● STATED GOAL
Set down exactly the lines that run from the line with "Every instance of the snow-covered" to the end of the data, and nothing else.

# Start of RECORDS SHOWN

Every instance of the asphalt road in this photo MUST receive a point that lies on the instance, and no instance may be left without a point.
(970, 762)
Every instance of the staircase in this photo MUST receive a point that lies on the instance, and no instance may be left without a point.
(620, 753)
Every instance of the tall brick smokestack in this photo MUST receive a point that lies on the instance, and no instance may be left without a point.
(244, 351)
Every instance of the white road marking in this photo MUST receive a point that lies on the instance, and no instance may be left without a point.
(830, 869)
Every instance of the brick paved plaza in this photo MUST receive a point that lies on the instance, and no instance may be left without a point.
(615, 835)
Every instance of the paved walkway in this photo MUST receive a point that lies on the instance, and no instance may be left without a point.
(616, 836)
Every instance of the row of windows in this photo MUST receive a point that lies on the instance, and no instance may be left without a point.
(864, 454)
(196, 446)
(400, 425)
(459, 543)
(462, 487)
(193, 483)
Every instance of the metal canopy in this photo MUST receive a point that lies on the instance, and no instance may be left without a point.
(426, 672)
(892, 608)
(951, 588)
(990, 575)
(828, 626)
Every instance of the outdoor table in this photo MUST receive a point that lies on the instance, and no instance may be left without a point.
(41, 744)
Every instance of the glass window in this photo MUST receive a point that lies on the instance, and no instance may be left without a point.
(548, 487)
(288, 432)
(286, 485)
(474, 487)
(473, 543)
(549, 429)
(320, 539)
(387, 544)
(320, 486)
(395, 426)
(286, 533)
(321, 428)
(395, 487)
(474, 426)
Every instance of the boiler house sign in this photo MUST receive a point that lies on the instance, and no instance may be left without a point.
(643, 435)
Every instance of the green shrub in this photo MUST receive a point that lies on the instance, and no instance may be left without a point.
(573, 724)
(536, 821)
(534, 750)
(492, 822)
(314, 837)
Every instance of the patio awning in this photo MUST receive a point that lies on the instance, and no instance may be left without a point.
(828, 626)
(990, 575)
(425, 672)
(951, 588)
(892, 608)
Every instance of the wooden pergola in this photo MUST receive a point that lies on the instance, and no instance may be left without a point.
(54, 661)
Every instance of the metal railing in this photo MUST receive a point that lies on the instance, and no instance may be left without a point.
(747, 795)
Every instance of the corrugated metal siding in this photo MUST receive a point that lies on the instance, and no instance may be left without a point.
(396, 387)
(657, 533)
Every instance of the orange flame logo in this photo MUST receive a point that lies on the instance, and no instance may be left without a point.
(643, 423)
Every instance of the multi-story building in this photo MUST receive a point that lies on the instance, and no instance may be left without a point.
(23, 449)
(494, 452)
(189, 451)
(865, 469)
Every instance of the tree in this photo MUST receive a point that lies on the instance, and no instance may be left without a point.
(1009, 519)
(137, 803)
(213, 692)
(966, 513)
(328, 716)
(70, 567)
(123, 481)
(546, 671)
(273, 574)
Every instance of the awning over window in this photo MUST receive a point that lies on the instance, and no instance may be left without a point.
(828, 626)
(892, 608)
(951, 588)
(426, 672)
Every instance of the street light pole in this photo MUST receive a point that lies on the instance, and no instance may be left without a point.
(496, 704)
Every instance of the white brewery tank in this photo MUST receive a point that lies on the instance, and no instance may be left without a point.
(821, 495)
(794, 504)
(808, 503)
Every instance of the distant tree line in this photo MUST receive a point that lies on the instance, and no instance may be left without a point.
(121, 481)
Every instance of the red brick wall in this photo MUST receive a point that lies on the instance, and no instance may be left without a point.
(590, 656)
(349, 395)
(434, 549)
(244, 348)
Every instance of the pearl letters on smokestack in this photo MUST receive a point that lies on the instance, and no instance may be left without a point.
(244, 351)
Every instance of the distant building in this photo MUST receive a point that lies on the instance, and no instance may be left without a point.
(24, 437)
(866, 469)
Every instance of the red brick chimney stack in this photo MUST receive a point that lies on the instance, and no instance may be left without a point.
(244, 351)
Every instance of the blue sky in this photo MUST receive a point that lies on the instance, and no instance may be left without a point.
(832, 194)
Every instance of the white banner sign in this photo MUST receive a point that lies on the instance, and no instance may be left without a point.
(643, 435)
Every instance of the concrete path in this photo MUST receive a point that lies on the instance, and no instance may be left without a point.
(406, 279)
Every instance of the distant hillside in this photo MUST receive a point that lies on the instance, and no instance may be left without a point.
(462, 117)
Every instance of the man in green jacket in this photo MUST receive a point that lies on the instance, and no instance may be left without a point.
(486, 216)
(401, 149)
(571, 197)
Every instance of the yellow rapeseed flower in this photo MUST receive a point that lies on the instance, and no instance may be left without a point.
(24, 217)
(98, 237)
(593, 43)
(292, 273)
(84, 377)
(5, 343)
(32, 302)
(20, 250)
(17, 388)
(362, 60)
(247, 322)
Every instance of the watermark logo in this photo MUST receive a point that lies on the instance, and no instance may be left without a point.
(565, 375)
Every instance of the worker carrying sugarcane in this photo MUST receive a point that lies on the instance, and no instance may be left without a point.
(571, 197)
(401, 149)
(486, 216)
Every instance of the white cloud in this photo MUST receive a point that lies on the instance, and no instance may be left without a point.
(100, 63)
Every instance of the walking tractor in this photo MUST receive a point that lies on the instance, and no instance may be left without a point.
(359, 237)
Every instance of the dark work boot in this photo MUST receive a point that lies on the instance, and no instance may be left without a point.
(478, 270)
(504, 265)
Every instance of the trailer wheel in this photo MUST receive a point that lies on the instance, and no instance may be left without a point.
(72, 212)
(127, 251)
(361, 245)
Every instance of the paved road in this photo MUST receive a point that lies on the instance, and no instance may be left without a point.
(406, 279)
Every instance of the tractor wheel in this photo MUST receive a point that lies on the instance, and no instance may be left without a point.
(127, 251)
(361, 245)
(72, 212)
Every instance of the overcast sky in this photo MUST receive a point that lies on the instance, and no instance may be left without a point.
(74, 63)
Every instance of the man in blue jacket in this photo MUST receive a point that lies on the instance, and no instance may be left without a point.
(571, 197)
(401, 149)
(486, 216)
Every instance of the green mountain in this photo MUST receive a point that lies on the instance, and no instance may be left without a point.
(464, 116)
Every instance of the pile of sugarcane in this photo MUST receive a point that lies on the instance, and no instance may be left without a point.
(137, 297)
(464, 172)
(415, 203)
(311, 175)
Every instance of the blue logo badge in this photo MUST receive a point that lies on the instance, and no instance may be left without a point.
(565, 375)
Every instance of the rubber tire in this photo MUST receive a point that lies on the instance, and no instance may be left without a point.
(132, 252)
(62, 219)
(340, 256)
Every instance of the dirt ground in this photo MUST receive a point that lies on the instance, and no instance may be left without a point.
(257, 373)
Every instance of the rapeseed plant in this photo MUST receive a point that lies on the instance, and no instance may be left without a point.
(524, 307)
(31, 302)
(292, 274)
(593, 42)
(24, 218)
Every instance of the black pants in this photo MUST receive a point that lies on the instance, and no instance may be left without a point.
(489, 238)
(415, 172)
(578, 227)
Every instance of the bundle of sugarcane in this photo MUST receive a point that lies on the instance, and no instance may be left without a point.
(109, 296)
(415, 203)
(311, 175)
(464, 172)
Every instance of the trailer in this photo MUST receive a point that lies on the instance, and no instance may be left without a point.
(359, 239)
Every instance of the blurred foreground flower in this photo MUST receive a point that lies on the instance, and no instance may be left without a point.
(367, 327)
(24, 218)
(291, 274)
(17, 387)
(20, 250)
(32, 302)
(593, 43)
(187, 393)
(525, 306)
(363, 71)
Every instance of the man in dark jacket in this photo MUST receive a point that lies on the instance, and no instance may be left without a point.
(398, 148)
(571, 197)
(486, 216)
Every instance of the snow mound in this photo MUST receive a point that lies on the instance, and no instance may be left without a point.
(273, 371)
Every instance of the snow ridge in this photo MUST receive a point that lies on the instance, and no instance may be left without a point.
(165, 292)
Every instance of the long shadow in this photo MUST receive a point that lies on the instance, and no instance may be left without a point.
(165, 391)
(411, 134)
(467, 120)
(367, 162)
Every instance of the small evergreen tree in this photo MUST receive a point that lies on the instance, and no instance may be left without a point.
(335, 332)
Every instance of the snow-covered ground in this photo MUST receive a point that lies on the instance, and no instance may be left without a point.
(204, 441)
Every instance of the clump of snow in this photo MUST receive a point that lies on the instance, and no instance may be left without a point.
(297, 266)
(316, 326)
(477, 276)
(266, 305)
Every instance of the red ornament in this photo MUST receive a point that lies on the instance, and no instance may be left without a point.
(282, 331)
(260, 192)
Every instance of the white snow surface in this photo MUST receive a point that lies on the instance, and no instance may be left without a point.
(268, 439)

# End of RECORDS SHOWN

● OUTPUT BELOW
Every instance of the snow-covered ground in this photo MUST receive a point that lies on the instance, and no instance may be left without a point.
(204, 441)
Every instance of the clump of snow in this photo MUST receive a point that lies on the instance, and no instance may be left without a point.
(297, 266)
(316, 326)
(477, 276)
(266, 305)
Every instance of the red ornament in this photo MUST receive a point that lies on the instance, and no instance may be left without a point.
(282, 331)
(260, 192)
Every instance of the white snow surface in this photo MUST receive a point that lies on the instance, and no instance may be left without a point.
(268, 439)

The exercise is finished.